[Natural-language object grounding data]
........

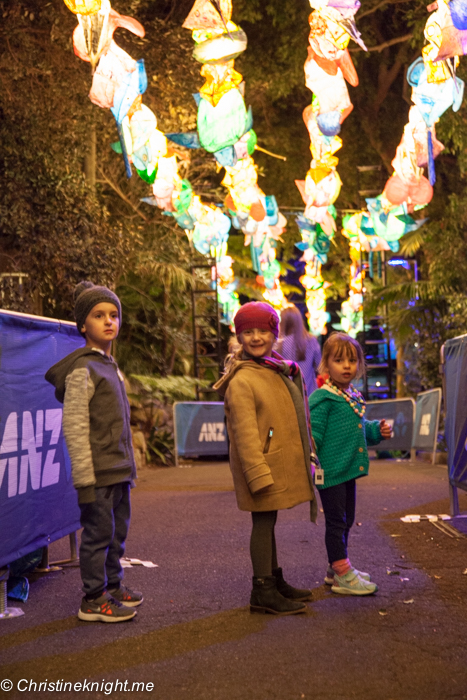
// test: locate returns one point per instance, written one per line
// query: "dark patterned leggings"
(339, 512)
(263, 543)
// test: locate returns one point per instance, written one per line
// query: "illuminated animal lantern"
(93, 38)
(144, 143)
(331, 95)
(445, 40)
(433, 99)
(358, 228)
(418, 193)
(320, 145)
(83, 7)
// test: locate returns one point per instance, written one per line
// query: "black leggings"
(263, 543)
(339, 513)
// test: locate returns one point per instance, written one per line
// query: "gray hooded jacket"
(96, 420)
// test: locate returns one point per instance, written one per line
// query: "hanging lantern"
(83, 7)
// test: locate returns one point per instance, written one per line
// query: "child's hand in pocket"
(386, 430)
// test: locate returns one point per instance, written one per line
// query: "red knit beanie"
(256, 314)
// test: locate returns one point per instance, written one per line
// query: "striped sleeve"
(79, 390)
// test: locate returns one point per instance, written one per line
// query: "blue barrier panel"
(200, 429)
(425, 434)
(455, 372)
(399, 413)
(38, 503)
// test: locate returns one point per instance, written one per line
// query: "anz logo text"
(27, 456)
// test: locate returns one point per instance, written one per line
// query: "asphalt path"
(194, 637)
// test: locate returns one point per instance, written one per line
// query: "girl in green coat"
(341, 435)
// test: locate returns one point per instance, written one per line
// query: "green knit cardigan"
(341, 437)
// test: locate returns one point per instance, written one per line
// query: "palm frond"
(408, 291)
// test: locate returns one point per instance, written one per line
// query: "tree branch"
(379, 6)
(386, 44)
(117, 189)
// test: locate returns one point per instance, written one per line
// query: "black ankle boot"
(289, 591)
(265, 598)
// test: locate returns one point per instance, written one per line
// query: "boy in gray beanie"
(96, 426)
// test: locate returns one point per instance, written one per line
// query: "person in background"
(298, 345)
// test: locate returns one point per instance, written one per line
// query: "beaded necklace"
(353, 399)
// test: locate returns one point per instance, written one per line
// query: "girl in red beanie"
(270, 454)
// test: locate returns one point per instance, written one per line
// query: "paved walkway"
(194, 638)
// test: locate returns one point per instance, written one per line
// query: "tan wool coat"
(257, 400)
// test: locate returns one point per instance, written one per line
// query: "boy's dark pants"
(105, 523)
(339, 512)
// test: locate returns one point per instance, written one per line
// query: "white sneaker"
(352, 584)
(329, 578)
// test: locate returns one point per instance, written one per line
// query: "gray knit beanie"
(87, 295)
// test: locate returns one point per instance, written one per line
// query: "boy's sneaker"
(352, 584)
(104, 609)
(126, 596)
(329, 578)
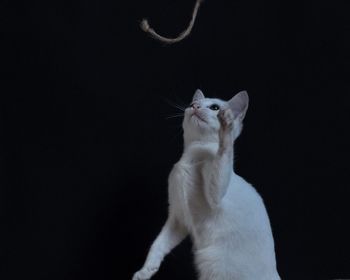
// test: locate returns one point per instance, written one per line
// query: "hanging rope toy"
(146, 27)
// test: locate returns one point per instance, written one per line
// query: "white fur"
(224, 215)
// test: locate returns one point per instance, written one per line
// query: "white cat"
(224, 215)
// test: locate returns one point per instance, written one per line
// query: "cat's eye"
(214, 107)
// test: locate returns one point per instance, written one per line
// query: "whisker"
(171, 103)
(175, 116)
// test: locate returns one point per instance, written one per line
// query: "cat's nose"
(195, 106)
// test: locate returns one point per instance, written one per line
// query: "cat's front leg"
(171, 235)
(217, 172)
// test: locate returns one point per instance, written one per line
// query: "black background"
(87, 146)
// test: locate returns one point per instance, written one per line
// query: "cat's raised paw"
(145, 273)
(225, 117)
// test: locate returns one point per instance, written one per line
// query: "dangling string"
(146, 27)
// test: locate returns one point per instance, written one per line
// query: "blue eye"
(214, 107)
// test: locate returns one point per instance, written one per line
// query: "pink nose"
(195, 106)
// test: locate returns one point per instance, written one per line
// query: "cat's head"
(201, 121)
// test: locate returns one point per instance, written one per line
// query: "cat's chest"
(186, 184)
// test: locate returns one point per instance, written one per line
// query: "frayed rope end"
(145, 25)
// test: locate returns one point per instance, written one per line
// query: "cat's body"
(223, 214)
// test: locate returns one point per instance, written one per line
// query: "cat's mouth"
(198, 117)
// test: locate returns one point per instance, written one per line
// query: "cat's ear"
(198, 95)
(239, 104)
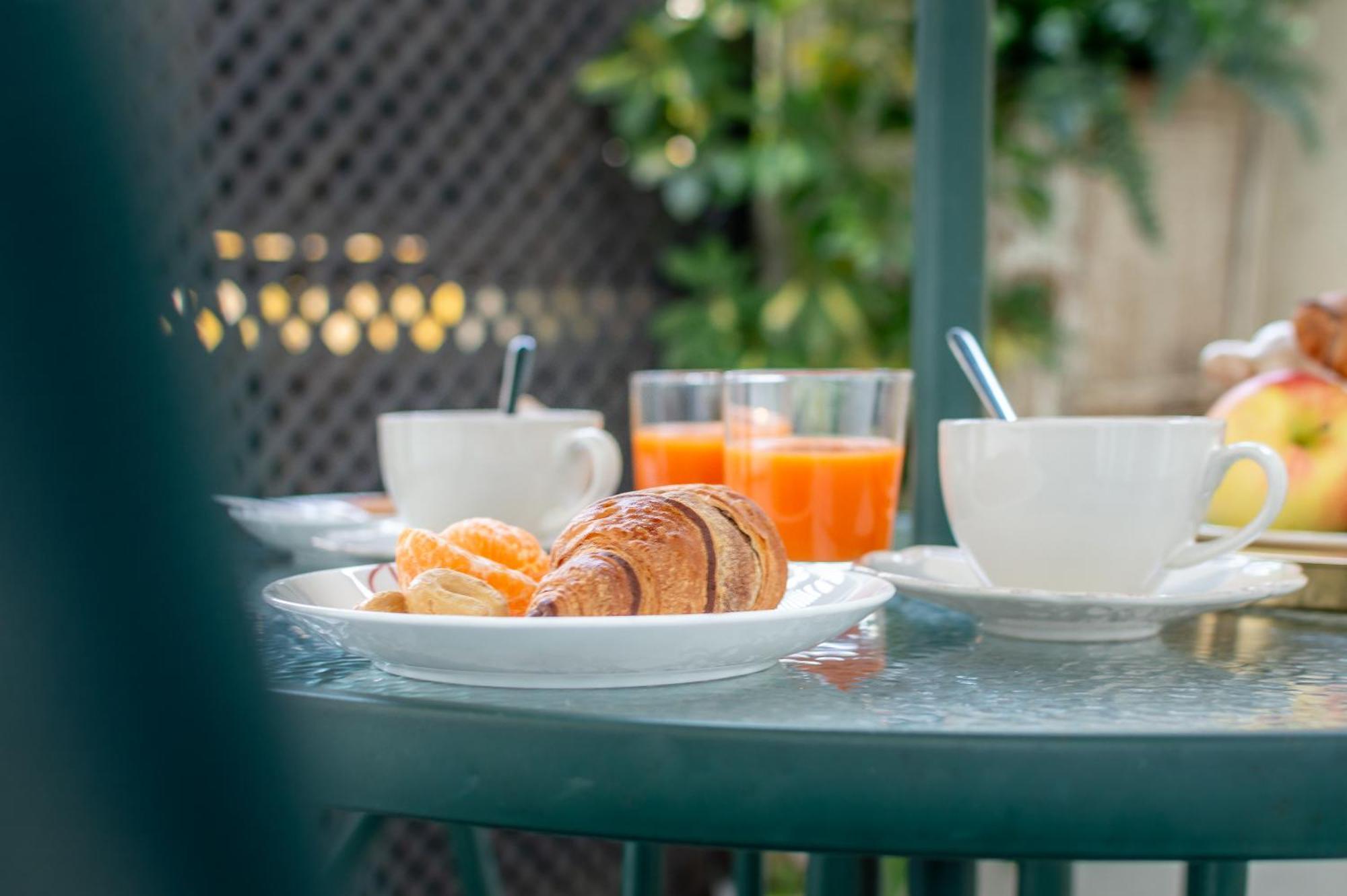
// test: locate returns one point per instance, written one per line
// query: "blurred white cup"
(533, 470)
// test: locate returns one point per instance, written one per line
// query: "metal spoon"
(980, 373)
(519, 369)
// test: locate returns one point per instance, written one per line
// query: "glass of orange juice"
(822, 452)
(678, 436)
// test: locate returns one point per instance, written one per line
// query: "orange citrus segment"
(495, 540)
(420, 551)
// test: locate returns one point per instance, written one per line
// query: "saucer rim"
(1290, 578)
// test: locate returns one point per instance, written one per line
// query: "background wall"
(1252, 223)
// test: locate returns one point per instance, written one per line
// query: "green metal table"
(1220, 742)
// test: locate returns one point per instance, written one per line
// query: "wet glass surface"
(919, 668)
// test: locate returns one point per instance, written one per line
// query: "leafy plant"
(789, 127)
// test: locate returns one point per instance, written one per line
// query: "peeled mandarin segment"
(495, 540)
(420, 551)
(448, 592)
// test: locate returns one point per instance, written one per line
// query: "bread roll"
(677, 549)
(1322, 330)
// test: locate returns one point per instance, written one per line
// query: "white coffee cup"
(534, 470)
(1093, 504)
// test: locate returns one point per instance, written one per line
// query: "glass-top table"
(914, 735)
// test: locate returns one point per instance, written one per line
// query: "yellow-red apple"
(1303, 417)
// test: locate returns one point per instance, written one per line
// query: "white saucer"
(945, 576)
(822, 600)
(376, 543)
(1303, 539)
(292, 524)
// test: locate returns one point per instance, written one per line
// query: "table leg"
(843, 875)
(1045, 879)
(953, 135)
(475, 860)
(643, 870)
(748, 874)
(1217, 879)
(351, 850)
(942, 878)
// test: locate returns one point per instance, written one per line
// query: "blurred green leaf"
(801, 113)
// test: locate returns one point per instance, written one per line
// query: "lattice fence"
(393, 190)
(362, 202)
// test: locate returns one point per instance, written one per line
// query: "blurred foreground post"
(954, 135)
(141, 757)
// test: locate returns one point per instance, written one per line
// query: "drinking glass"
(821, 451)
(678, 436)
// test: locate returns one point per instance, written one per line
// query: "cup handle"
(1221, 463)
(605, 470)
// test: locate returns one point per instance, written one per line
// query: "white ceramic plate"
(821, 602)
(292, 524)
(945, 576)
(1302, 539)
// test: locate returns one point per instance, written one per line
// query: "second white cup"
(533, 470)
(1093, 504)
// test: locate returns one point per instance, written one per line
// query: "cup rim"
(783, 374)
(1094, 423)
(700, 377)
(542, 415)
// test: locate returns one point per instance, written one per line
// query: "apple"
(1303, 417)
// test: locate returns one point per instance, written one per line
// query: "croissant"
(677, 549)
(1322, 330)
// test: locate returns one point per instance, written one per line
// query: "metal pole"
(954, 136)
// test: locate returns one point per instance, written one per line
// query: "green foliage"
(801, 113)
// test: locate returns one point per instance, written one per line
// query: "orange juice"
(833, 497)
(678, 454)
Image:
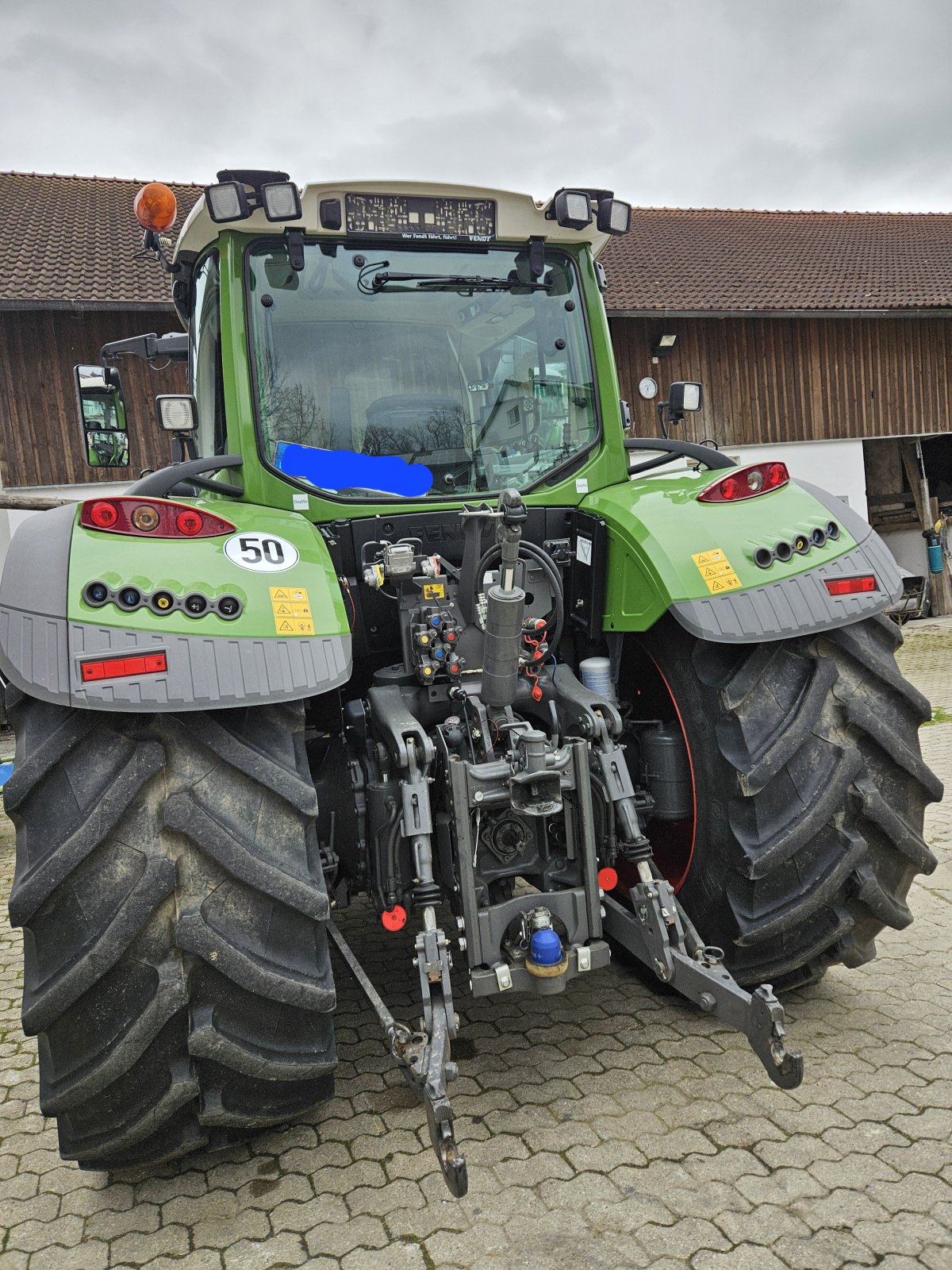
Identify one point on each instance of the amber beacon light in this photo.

........

§ EXERCISE BRIEF: Print all the records exactly, minus any images.

§ REPLY TO THE EXERCISE:
// test: locate returns one point per instance, written one per line
// query: "dark patterned leggings"
(339, 512)
(263, 543)
// test: locate returns one point per instance, written one per line
// query: "illuminated animal lantern"
(93, 38)
(144, 143)
(331, 95)
(445, 40)
(433, 99)
(358, 228)
(418, 193)
(320, 145)
(83, 7)
// test: locate returns one point per instance, written one per line
// query: "black leggings"
(263, 543)
(339, 513)
// test: locate returns one point per instance, written one per line
// query: "gray hooded jacket"
(96, 420)
// test: locate returns one point per instance, written one per line
// query: "hanging lantern"
(83, 7)
// test: locate returns one point per instance, written one per line
// query: "child's hand in pocket"
(386, 430)
// test: locate returns one point per instance, written one per line
// query: "red knit beanie"
(256, 314)
// test: locate returns one point per instance, written one per line
// query: "striped sleeve"
(79, 390)
// test: locate returns one point per instance, written one per line
// query: "blue barrier panel"
(200, 429)
(425, 434)
(455, 372)
(399, 413)
(38, 503)
// test: locate returns one point per instance, written one per line
// query: "anz logo text"
(27, 456)
// test: locate returns one point per instance, written one per line
// query: "asphalt path"
(194, 637)
// test: locate returns one point per instance, written one per line
// query: "girl in green coat"
(341, 435)
// test: locate returns one point per instance, written one per line
// query: "green knit cardigan"
(341, 437)
// test: locate returns one point per instance, written one per line
// query: "palm frond"
(408, 291)
// test: locate returns one point per instance, written one per line
// query: "tree branch"
(379, 6)
(386, 44)
(117, 189)
// test: locate returns one point per instance, written one per line
// query: "black ankle boot"
(289, 591)
(265, 598)
// test: locate returns one point per instance, written one per line
// query: "boy in gray beanie"
(96, 426)
// test: locate returns one point per instance, written one per line
// query: "person in background"
(298, 345)
// test: locate returns one point per instance, written one per line
// query: "beaded necklace"
(353, 399)
// test: locate returns one point per instance, written one per line
// query: "girl in red beanie"
(270, 454)
// test: locate returns one point per instance, written one per line
// query: "paved walkway"
(194, 638)
// test: locate returns one point per instance, written one per line
// query: "tan wool coat"
(257, 400)
// test: locate returns one point per instance, written one per line
// query: "boy's dark pants"
(105, 523)
(339, 512)
// test: locate returns one point per instance, written one per line
// query: "white sneaker"
(352, 584)
(329, 578)
// test: locate returns one point per instance, written one per line
// query: "gray knit beanie"
(87, 295)
// test: locate returns one point per instance, written one per line
// query: "boy's sneaker"
(352, 584)
(104, 609)
(126, 596)
(329, 578)
// test: locate returns one point per instance, written one per line
// query: "hanging rope toy"
(146, 27)
// test: locate returns one point per instance, written one per line
// query: "white fur"
(224, 215)
// test: locate returns one point per instance, written one per line
// query: "white cat"
(224, 215)
// test: locate returns one point per instance, written one per line
// query: "cat's eye"
(214, 107)
// test: locate returns one point per instance, written one per line
// query: "whisker"
(171, 103)
(175, 116)
// test: locate returns one point per instance, written one per line
// query: "cat's nose"
(195, 106)
// test: locate returns one point per instance, written one per line
// query: "cat's front leg"
(171, 235)
(217, 172)
// test: locate returns one point per instance, written one per line
// query: "black background"
(87, 146)
// test: locate returns one point per instance, written one per line
// query: "cat's raised paw"
(145, 273)
(225, 117)
// test: locate returns one point per instance, written one per line
// query: "dangling string"
(146, 27)
// test: locate returns one point per instance, written one per line
// query: "blue eye"
(214, 107)
// test: locate returns one point per instance, written one per line
// query: "pink nose"
(195, 106)
// test: locate returns one point per instance, written one per line
// query: "cat's head"
(201, 121)
// test: locate returns one point per instance, written one per line
// query: "cat's chest"
(186, 184)
// test: locate returns one point per instance, written one per line
// query: "frayed rope end"
(145, 25)
// test: locate returns one point per instance, written one per line
// query: "cat's body"
(223, 214)
// test: locate returns one point per instance, written one per line
// query: "cat's mouth"
(198, 117)
// test: locate returns one point per instance, written one per line
// query: "cat's ear"
(198, 95)
(239, 104)
// test: locate returns one point per instance, written one per line
// query: "blurred white cup"
(533, 470)
// test: locate returns one point per instance, written one per line
// query: "metal spoon"
(980, 373)
(519, 369)
// test: locate returns one point per instance, written one per line
// query: "glass of orange juice"
(822, 452)
(678, 436)
// test: locate returns one point per instance, written one per line
// query: "orange citrus segment"
(495, 540)
(420, 551)
// test: locate returns one point per instance, written one per line
// query: "saucer rim"
(1290, 578)
// test: locate returns one point per instance, written one per line
// query: "background wall"
(1252, 223)
// test: locate returns one point per instance, written one per line
// query: "green metal table"
(1220, 742)
// test: locate returns one point per instance, written one per line
// query: "wet glass surface"
(919, 668)
// test: locate returns one point per instance, written one per line
// query: "leafy plant"
(789, 127)
// test: locate returns one point per instance, written one per line
// query: "peeled mandarin segment"
(495, 540)
(420, 551)
(448, 592)
// test: locate returns one point per instance, written one per line
// query: "bread roll"
(677, 549)
(1322, 330)
// test: locate returns one point per instance, written one per line
// query: "white coffee cup"
(534, 470)
(1093, 504)
// test: locate returns one point per instance, written one per line
// query: "glass-top table"
(914, 735)
// test: locate returns one point per instance, written one per line
// query: "yellow-red apple"
(1303, 417)
// test: locate returns one point per instance, written one per line
// query: "white saucer"
(945, 576)
(822, 600)
(376, 543)
(1303, 539)
(292, 524)
// test: locate returns one point per instance, written one per line
// query: "table leg"
(843, 875)
(1045, 879)
(953, 135)
(475, 860)
(643, 870)
(748, 874)
(1217, 879)
(351, 850)
(942, 878)
// test: locate returns one point per instance, written one per line
// query: "blurred green leaf"
(801, 113)
// test: locate returns one point per instance, written one per line
// query: "lattice fence"
(393, 190)
(362, 202)
// test: locate returns one point per instance, written one per line
// query: "blurred foreground post"
(954, 135)
(141, 757)
// test: locate returns one point per instance, written one per line
// query: "drinking glass"
(821, 451)
(678, 436)
// test: locate returns one point per instance, written one per line
// query: "cup handle"
(1221, 463)
(605, 470)
// test: locate returns one point per instance, written one per line
// query: "white ceramic plate"
(821, 602)
(292, 524)
(945, 576)
(1302, 539)
// test: locate returns one point per instance, written one per line
// query: "second white cup"
(533, 470)
(1093, 504)
// test: locate returns one point per instance, written one per line
// query: "cup rim"
(783, 374)
(1094, 423)
(700, 377)
(542, 415)
// test: locate returns one point per instance, written one per line
// query: "apple"
(1303, 417)
// test: locate returns one point per instance, written one per line
// query: "croissant"
(677, 549)
(1322, 330)
// test: locate returns one point per instance, written one per line
// query: "metal pole"
(954, 136)
// test: locate returns one point per instance, written one per line
// query: "green foliage"
(801, 113)
// test: locate returns one point per instance, written one per line
// query: "orange juice"
(833, 497)
(678, 454)
Image:
Identify one point on each instance of the amber beacon light in this photo.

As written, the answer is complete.